Условие задания 1: Выпишите из отрывка о метаисторическом акте все слова с корнем «экзистенц» в том порядке, в каком они встречаются.

Извлечённый текст:
Метаисторический акт, в ментальном аспекте, есть ни что иное, как актуализация креативных способностей субъекта. Внутренним источником любой формы активности, в том числе и активности исторической, выступают виртуальные способности целостного и универсального человека. Подчеркивая особую активность человека в мире, Л.Сэв определяет его "способности в качестве актуальных потенциальностей, дающих возможность совершить какой бы то ни было акт на каком бы то ни было уровне"[242]. В исторических действиях актуализируются потенциальности субъекта, которые объектоцентризмом приписываются объекту в качестве неких имманентных законов его само -движения, независящих от стремлений и воли субъекта. Субъектом исторического акта при субъектном подходе является человек и изменения в объекте, экзистенциально коррелируют с самоизменениями в нем, обусловлены его потребностями, а не внутренней необходимостью объекта. В своей исторической драме человек одновременно выступает и героем и злодеем, одновременно созидающим мир и отчуждающимся его от себя, впадающим к нему в унизительную зависимость. Вся энергетика исторического движения сосредоточена в человеческих способностях и потребностях. Посредством своих способностей человек творит по-требные ему экзистенциальные формы, при этом, не всегда то, что требуется ему в качестве субъекта истории соответствует тому, что он призван осуществлять выступая субъектом метаистории. В сложной диалектике способностей и потребностей Человека, отпавшего от Абсолюта, и необходимо, на наш взгляд, отыскивать ответ на вопрос об энергетическом источнике столь неоднозначного по своим экзистенциальным последствиям исторического процесса.

Записи из набора данных:
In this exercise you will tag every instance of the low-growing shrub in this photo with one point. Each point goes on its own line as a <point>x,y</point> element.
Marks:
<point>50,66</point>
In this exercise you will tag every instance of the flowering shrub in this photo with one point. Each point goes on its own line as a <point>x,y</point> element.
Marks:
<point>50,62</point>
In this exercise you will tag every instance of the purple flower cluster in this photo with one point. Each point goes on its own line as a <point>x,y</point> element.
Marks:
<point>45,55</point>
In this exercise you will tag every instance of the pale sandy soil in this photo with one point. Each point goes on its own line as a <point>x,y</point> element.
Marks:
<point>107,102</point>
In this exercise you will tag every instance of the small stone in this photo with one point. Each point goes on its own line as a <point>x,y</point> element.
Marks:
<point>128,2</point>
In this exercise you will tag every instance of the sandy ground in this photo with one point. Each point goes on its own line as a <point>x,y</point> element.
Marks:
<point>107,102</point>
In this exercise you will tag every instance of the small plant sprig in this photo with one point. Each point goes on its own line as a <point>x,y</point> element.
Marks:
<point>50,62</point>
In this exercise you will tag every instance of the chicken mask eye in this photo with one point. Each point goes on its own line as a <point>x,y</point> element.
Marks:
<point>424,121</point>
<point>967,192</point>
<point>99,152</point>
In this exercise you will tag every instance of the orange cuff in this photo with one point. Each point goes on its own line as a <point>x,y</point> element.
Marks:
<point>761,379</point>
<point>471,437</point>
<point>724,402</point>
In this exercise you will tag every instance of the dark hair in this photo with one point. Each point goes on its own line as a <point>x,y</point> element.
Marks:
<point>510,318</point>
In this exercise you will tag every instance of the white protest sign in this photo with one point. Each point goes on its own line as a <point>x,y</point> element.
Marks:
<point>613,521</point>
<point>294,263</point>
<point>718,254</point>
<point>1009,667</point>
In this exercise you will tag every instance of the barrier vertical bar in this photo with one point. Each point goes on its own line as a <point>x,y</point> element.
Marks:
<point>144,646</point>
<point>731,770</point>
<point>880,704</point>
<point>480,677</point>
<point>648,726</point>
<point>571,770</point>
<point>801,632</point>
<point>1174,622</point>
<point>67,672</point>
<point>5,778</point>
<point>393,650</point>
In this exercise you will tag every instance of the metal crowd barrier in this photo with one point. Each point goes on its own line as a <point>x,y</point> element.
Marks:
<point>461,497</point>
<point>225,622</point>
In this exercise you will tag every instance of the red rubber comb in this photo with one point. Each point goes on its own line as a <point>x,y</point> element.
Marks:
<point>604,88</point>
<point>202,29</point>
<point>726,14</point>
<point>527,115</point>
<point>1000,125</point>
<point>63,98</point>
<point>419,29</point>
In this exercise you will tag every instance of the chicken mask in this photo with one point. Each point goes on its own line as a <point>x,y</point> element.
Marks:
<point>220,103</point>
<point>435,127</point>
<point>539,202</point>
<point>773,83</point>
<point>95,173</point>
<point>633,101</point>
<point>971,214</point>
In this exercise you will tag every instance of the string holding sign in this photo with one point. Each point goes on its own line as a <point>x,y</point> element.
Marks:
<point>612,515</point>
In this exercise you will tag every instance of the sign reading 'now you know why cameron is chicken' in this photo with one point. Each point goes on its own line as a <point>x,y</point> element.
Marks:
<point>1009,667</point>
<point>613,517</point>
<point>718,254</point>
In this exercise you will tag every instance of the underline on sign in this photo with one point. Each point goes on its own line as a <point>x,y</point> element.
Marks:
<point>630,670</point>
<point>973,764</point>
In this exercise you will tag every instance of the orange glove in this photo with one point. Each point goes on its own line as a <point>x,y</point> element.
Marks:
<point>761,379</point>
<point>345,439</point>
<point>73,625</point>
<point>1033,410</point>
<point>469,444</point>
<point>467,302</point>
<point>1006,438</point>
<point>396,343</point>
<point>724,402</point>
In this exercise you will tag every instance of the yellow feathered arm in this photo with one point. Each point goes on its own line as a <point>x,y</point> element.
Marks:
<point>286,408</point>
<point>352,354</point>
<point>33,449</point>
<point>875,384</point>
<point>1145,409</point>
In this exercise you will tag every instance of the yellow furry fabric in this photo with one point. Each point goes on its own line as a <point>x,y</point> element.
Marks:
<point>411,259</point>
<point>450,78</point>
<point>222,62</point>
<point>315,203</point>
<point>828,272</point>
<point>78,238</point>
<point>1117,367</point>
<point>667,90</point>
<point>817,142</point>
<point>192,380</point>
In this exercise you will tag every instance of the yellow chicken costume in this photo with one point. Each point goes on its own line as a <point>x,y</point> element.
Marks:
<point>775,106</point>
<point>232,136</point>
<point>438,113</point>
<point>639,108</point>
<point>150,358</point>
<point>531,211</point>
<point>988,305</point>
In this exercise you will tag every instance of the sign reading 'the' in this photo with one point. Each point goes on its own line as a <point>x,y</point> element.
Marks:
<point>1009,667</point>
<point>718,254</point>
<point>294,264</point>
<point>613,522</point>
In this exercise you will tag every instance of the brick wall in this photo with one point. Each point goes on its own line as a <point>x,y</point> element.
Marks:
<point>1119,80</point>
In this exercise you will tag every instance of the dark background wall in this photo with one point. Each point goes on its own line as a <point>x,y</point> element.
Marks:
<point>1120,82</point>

Условие задания 2: Перепишите без изменений строки перечня, начиная со строки, содержащей «In this exercise you will tag every instance of the brick», и до конца перечня включительно.

Результат выполнения 1:
экзистенциально
экзистенциальные
экзистенциальным

Результат выполнения 2:
In this exercise you will tag every instance of the brick wall in this photo with one point. Each point goes on its own line as a <point>x,y</point> element.
Marks:
<point>1119,80</point>
In this exercise you will tag every instance of the dark background wall in this photo with one point. Each point goes on its own line as a <point>x,y</point> element.
Marks:
<point>1120,82</point>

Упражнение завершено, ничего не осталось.